Point annotation records
········

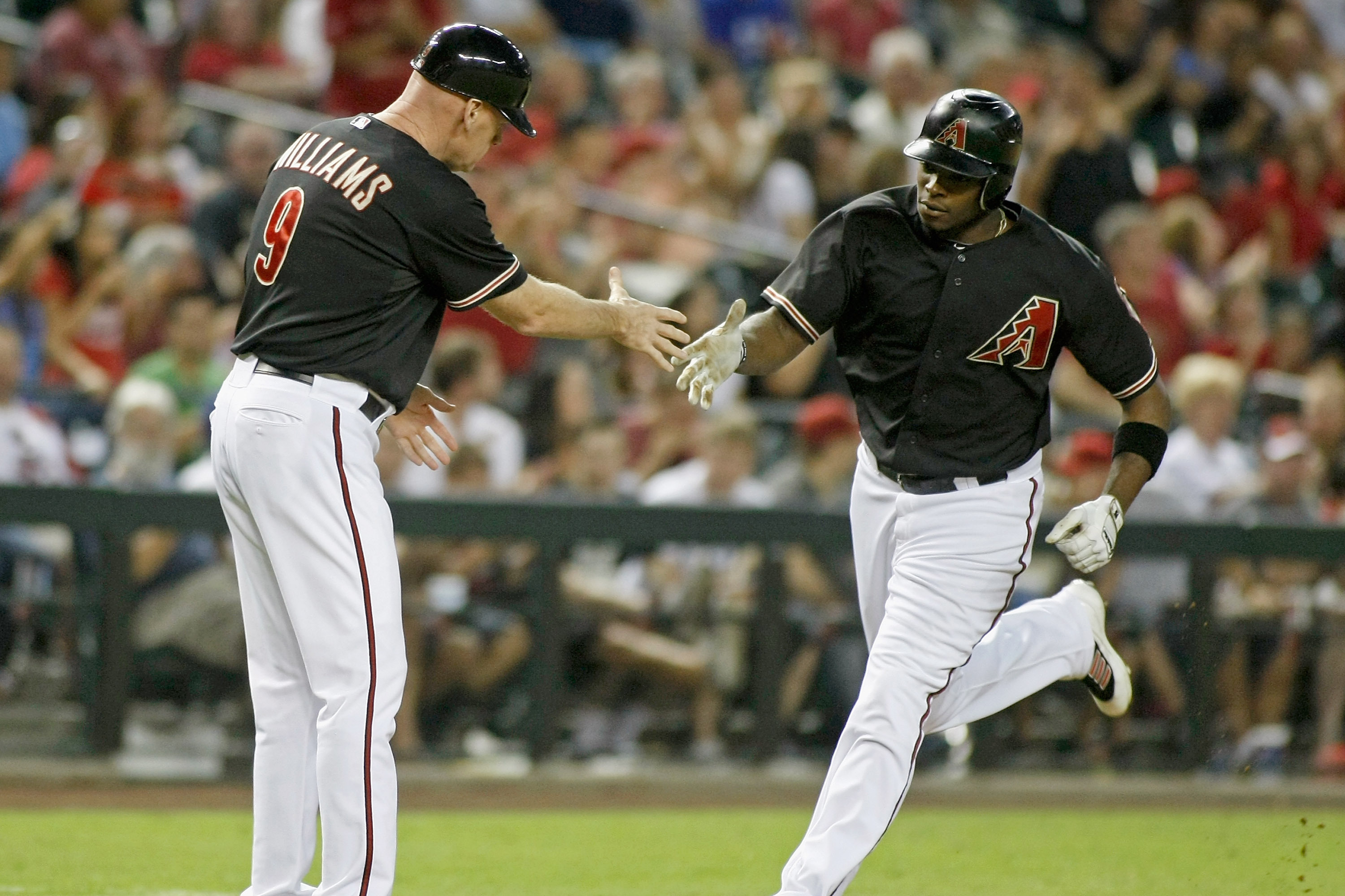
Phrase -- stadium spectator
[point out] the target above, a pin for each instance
(1289, 81)
(1204, 469)
(21, 267)
(372, 42)
(842, 31)
(1324, 415)
(1265, 609)
(754, 31)
(594, 30)
(968, 33)
(233, 52)
(1132, 244)
(34, 449)
(820, 476)
(892, 112)
(92, 45)
(1080, 160)
(136, 173)
(1329, 758)
(467, 372)
(61, 156)
(14, 116)
(729, 144)
(720, 476)
(189, 369)
(786, 198)
(143, 424)
(33, 453)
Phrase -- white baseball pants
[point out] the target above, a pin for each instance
(935, 575)
(322, 613)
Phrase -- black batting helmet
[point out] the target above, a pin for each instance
(481, 64)
(976, 134)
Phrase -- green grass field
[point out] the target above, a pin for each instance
(690, 853)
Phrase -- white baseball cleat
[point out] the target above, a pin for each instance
(1107, 677)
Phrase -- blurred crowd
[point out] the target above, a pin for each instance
(1199, 147)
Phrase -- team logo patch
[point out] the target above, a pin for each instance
(954, 135)
(1027, 337)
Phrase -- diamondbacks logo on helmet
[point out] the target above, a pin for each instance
(954, 135)
(1028, 337)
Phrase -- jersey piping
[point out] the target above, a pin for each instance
(462, 304)
(1130, 392)
(787, 307)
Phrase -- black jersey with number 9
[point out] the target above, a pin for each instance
(360, 244)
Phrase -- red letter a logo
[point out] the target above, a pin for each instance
(1029, 335)
(954, 135)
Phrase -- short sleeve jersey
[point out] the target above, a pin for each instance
(949, 347)
(360, 244)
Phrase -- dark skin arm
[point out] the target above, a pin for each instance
(1130, 473)
(772, 343)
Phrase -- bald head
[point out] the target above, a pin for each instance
(455, 130)
(251, 151)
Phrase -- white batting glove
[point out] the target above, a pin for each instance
(713, 358)
(1087, 536)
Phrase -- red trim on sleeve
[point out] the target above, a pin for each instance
(787, 307)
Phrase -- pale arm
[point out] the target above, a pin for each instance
(549, 310)
(767, 339)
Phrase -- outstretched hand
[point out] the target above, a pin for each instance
(645, 327)
(713, 358)
(419, 431)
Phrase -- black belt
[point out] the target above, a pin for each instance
(373, 407)
(938, 485)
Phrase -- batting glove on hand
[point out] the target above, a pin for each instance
(713, 358)
(1087, 536)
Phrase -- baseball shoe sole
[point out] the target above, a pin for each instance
(1107, 679)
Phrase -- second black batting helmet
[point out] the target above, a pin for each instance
(976, 134)
(481, 64)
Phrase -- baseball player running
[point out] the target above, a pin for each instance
(949, 307)
(365, 234)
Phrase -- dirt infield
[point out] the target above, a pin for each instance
(430, 786)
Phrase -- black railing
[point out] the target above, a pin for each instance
(555, 527)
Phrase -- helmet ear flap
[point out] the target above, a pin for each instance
(993, 190)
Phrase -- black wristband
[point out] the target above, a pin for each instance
(1142, 439)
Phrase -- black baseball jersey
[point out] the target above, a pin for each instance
(949, 349)
(360, 244)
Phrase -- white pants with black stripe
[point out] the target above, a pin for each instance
(322, 611)
(935, 575)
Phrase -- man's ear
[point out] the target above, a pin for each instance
(473, 113)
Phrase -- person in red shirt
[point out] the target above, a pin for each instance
(1290, 203)
(96, 42)
(373, 43)
(134, 171)
(1132, 244)
(233, 53)
(842, 30)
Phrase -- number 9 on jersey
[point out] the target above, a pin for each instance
(280, 230)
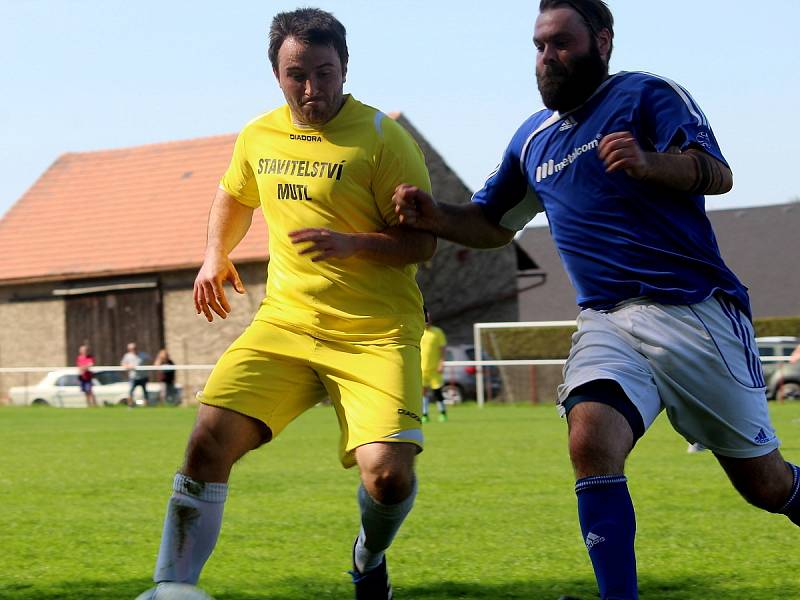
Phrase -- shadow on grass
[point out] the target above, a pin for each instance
(696, 588)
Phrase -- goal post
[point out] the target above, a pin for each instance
(516, 344)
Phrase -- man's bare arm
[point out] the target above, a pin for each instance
(465, 224)
(395, 246)
(228, 223)
(692, 171)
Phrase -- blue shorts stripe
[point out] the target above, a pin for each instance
(741, 333)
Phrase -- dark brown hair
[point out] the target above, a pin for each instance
(311, 26)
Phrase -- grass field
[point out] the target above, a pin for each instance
(82, 496)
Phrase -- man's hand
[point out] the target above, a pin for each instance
(324, 244)
(209, 293)
(621, 151)
(414, 207)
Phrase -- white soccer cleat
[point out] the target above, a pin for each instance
(168, 590)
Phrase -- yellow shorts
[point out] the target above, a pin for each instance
(432, 380)
(274, 374)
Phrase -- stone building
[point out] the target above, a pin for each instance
(104, 247)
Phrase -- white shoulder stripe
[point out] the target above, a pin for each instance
(691, 105)
(545, 124)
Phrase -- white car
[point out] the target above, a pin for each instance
(62, 388)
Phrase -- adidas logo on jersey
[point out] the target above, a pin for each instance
(568, 123)
(762, 437)
(592, 540)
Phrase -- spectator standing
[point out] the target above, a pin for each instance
(431, 348)
(85, 362)
(166, 377)
(131, 360)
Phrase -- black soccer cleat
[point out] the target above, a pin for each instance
(372, 585)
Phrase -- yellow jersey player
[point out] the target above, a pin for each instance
(432, 347)
(342, 317)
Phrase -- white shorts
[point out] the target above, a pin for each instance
(698, 361)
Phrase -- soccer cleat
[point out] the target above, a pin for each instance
(372, 585)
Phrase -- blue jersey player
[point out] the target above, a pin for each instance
(620, 164)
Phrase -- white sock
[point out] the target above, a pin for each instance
(379, 524)
(191, 527)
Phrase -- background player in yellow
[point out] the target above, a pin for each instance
(432, 347)
(342, 316)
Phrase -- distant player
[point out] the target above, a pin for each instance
(342, 317)
(621, 164)
(432, 348)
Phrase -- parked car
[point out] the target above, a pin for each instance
(460, 382)
(61, 388)
(782, 377)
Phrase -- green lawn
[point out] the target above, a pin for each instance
(82, 495)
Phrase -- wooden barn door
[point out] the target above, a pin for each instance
(109, 320)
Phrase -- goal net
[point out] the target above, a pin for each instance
(520, 361)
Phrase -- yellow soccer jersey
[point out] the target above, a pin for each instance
(432, 347)
(340, 176)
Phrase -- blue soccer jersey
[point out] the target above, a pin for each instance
(618, 238)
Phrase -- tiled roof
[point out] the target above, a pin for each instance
(131, 210)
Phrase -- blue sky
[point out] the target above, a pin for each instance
(90, 75)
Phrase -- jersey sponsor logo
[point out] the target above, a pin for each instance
(293, 191)
(593, 539)
(704, 140)
(408, 413)
(552, 167)
(304, 138)
(568, 124)
(301, 168)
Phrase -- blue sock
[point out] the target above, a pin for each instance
(608, 525)
(792, 507)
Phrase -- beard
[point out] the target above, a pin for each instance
(564, 87)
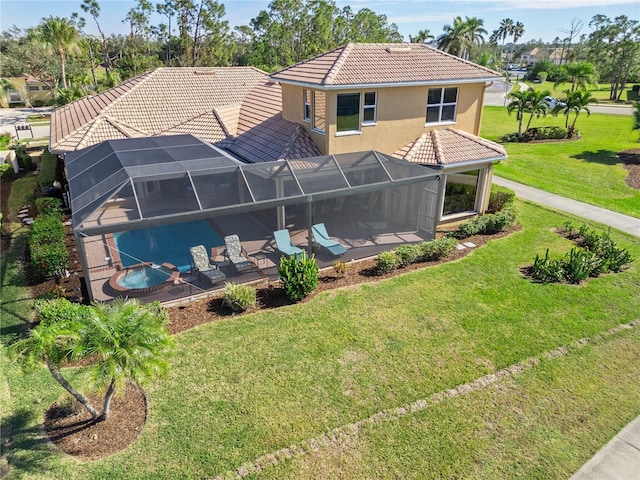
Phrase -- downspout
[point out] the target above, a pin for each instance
(83, 259)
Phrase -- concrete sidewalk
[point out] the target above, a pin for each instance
(620, 458)
(615, 220)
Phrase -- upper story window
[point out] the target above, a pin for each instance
(306, 95)
(319, 111)
(369, 108)
(348, 115)
(441, 104)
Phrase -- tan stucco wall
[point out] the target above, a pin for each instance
(400, 117)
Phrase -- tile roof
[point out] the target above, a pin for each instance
(383, 64)
(450, 146)
(154, 102)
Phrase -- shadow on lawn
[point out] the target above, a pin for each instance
(25, 446)
(605, 157)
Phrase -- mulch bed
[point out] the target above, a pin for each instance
(76, 435)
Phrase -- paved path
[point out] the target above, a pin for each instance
(620, 458)
(615, 220)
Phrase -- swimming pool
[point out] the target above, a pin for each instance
(168, 243)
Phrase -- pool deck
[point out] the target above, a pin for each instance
(104, 260)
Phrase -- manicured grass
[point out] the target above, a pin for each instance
(586, 169)
(600, 91)
(243, 387)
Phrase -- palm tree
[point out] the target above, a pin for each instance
(423, 36)
(453, 39)
(61, 35)
(52, 342)
(517, 31)
(474, 34)
(129, 341)
(527, 101)
(636, 117)
(505, 29)
(576, 102)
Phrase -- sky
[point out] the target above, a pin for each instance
(542, 19)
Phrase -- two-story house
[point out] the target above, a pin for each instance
(378, 141)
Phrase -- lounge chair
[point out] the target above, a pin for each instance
(236, 254)
(200, 261)
(322, 238)
(283, 243)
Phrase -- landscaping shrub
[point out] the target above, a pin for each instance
(499, 199)
(407, 254)
(49, 259)
(341, 267)
(437, 249)
(5, 140)
(598, 254)
(48, 166)
(6, 170)
(239, 297)
(49, 206)
(386, 262)
(546, 270)
(24, 159)
(47, 247)
(299, 276)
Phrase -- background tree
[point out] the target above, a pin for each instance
(524, 102)
(575, 102)
(636, 117)
(61, 35)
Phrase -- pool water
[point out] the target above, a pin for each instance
(144, 277)
(168, 243)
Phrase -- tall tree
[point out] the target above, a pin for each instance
(61, 35)
(92, 7)
(124, 341)
(525, 102)
(423, 36)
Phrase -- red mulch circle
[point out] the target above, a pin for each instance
(76, 434)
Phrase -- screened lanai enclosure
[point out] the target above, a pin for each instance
(140, 205)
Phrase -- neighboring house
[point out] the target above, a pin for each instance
(392, 128)
(26, 90)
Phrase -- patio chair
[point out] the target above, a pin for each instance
(283, 243)
(200, 261)
(236, 254)
(322, 238)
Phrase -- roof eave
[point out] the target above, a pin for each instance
(420, 83)
(483, 161)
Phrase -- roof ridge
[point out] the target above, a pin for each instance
(437, 147)
(454, 57)
(337, 65)
(482, 141)
(120, 98)
(417, 145)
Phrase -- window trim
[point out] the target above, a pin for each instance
(373, 107)
(306, 105)
(313, 112)
(441, 106)
(352, 131)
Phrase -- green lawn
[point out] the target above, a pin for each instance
(600, 91)
(250, 385)
(586, 169)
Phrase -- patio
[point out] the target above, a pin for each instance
(368, 201)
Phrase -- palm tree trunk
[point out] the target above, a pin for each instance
(67, 386)
(107, 401)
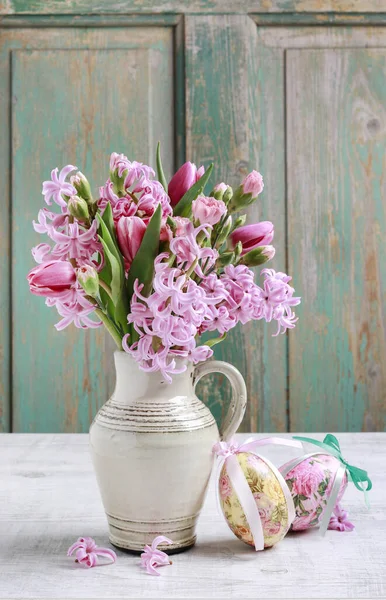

········

Exercise goal: Which lines in the data above contain the string "baseball"? Pick out every one and copy each line in full, treating uppercase and lowercase as different.

Response to this exercise:
Phrase -- white baseball pants
Phrase -- white baseball cleat
Phrase -- baseball shoe sole
Phrase -- baseball player running
Phrase -- black baseball jersey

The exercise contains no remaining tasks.